──────── Текст

На самых работах, т. е. на приисках, поселенцы-рабочие живут в дрянных избушках, помогающих развитию цинги. Здесь они уже кабальные в самом широком значении этого слова. Плети не утратили своего внушительного значения и вообще телесное наказание всегда наготове. Напускать страх, вымогая исполнение всяких требований, считалось там педагогическим приемом. Сверх того, на приисках для рабочих — большие уроки, которых они никогда не вырабатывают по невозможности, а задаются на авось: ведь и расход по прииску немаленький: рабочий просит рукавицы, чирки, табак курит, к кирпичному чаю привык, да к тому же и задаток взял большой. Надо наверстать и то и другое и себя не обидеть. И вот, в праздничные и торжественные дни вводятся так называемые старательские работы, которые вместе с усиленными уроками крайне истощают силы поселенцев. Между тем «старания» с платежом с золотника золота, самая справедливая форма вознаграждения, теперь вывелись, и «старания» теперь не что иное, как спекуляция на отдых, на истребление праздничных дней у рабочих. Урок становится не под силу, и благо еще, что хозяев обязывают лекарями и лазаретами, хотя и туда иногда не принимают. Вместо лекарства — казачья команда с известными военными медикаментами, потому что болезнь можно иногда по ошибке принять и за лень.[77]
Впереди рабочему предстоит дней сто кипеть как в котле; урок не под силу, а между тем магазинный долг нарастает. Что делать? Уступчивые и смирные машут рукою и в работе валят через пень колоду; решительные и бывалые бегут с промыслов, бегут в таком множестве, что хозяева сильно на это жалуются и просят в свою пользу кое-каких уступок и новых привилегий.В самом деле, летом каждый рабочий дорог. Другой наймется и придет на прииск, поработает немного, заберется в магазине, да и объявит, что он неспособен. Станет доктор свидетельствовать: либо грыжу найдет, либо рука вывихнута, либо другая хворь, законом предусмотренная. Сгоряча нанимают и совсем старых людей, в расчете на их совесть, авось поработают и не скажутся. Надо таких рассчитать, долг их, разумеется, смарать со счетов. Таким образом, большие задатки, наперебой совместников, и хозяину невыгодны, и рабочему идут на баловство и порчу. Одно хорошо — кормят не дурно, но на южной системе лучше, чем на северной.

────────────────
──────── Исходные данные

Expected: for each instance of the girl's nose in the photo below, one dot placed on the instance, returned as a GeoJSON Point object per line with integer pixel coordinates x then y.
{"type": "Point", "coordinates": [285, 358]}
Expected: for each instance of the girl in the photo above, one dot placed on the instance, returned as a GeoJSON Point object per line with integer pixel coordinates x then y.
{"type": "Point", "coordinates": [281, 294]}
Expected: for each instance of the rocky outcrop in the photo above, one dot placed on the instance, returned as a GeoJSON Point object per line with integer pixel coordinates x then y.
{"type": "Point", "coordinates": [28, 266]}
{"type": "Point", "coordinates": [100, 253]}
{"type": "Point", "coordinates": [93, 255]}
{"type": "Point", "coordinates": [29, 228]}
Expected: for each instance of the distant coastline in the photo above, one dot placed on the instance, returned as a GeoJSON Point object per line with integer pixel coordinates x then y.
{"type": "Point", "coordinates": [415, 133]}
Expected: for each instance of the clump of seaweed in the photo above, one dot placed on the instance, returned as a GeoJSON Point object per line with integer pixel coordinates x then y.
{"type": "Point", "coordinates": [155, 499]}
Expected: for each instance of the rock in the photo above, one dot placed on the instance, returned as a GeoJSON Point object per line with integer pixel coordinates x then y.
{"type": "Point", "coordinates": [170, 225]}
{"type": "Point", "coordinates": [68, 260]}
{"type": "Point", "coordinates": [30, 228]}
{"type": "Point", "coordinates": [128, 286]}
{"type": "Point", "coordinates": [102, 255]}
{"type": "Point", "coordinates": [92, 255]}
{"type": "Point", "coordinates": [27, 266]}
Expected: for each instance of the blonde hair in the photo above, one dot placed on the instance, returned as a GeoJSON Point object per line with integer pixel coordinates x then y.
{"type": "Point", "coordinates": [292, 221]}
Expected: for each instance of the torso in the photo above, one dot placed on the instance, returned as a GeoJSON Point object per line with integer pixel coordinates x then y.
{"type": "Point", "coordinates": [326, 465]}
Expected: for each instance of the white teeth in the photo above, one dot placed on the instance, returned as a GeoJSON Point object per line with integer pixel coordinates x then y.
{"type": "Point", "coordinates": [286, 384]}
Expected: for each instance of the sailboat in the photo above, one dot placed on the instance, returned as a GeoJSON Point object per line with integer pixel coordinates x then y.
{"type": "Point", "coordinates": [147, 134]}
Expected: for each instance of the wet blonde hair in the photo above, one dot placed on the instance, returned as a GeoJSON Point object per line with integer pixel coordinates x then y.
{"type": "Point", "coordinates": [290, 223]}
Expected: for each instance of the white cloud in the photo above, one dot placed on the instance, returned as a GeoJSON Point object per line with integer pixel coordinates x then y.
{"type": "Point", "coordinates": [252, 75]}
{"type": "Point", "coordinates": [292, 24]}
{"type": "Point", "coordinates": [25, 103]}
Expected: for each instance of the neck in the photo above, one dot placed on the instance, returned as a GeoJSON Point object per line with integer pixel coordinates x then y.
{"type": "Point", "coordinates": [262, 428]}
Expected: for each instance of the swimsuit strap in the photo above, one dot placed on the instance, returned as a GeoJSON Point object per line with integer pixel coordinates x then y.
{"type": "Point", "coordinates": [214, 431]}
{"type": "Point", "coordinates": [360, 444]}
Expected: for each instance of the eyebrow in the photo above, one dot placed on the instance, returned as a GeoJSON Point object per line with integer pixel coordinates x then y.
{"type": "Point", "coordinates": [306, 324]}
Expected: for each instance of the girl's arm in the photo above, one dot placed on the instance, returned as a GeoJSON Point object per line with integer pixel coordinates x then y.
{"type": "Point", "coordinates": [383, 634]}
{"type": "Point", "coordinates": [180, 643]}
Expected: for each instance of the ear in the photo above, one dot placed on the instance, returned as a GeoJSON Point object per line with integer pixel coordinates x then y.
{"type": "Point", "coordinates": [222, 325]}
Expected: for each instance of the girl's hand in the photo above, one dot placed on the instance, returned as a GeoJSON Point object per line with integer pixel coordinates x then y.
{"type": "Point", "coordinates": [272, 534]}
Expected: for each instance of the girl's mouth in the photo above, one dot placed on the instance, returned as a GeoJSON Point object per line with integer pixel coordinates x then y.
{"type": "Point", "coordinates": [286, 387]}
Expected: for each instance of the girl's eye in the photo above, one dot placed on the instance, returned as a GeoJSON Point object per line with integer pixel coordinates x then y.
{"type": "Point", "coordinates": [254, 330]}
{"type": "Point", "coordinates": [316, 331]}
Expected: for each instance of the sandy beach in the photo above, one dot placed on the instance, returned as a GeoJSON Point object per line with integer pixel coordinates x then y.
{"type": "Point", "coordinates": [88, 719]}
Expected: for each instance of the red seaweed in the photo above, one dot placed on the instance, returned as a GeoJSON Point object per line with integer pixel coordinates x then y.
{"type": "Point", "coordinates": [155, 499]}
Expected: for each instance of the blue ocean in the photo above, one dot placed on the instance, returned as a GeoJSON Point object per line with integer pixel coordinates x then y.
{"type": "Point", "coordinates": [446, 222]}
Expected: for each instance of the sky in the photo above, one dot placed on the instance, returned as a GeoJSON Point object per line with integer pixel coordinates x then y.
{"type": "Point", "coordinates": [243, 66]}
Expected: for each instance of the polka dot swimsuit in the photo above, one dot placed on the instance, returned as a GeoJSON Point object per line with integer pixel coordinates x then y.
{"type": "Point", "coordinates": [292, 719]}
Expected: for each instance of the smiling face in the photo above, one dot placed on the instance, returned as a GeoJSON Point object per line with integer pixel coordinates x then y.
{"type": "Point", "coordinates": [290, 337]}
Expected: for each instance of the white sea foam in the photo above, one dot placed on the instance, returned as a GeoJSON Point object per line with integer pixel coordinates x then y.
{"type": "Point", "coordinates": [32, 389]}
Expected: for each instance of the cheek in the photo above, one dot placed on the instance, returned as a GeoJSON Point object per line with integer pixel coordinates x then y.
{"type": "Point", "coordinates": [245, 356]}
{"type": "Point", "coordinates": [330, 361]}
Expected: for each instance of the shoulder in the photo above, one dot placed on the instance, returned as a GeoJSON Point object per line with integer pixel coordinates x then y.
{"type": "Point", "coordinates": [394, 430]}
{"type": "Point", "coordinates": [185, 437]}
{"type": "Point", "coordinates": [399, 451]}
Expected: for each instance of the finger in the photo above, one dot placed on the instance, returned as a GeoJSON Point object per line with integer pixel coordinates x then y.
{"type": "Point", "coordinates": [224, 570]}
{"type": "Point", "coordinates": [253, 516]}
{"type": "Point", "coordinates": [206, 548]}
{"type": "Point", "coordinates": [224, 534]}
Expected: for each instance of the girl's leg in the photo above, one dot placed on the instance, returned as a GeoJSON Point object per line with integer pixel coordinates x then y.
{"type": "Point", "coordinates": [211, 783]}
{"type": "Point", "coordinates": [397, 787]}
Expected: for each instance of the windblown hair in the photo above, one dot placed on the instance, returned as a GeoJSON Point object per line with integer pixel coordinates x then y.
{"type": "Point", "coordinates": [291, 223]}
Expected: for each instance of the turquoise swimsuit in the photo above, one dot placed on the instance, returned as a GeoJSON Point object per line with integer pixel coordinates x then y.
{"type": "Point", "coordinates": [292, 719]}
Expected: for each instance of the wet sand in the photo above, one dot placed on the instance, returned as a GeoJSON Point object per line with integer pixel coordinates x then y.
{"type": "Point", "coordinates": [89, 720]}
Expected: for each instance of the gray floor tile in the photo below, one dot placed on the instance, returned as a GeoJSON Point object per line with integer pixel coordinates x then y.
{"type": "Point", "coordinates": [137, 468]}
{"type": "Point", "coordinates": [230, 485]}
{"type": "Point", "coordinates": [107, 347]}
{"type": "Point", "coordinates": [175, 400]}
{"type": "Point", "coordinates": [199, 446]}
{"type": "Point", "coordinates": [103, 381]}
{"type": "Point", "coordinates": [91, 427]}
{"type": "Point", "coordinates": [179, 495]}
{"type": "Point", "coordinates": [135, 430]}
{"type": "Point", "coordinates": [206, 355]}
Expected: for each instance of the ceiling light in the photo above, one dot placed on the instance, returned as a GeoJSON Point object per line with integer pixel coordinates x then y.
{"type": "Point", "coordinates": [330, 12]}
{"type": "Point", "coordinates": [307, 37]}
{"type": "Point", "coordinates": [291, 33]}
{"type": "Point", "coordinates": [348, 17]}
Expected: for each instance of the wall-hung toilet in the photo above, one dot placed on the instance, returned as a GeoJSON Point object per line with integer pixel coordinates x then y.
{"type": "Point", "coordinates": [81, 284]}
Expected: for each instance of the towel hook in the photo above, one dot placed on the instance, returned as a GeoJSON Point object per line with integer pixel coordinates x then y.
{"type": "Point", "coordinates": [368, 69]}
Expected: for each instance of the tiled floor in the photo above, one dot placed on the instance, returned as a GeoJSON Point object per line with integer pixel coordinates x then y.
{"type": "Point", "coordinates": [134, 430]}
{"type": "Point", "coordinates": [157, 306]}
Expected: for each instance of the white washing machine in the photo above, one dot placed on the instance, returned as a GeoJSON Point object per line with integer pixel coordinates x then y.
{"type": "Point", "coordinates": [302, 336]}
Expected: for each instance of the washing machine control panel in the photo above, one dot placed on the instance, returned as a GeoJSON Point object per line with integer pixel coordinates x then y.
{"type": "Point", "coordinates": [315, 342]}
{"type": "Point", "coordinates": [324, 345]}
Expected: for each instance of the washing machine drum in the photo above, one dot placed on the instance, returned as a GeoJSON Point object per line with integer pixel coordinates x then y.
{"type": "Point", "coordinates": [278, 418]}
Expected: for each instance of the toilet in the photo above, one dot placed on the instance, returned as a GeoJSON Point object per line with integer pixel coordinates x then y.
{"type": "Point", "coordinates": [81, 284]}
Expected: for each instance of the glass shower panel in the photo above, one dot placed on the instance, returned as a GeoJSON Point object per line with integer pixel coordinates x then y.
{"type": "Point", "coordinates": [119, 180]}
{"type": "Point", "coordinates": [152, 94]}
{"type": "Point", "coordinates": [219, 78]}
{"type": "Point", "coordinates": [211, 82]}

────────────────

* Задание
Перечислите все товары, которые, согласно тексту о приисках, рабочий просит или потребляет, из-за чего «расход по прииску немаленький».

* Ответ
Рукавицы, чирки, табак, кирпичный чай.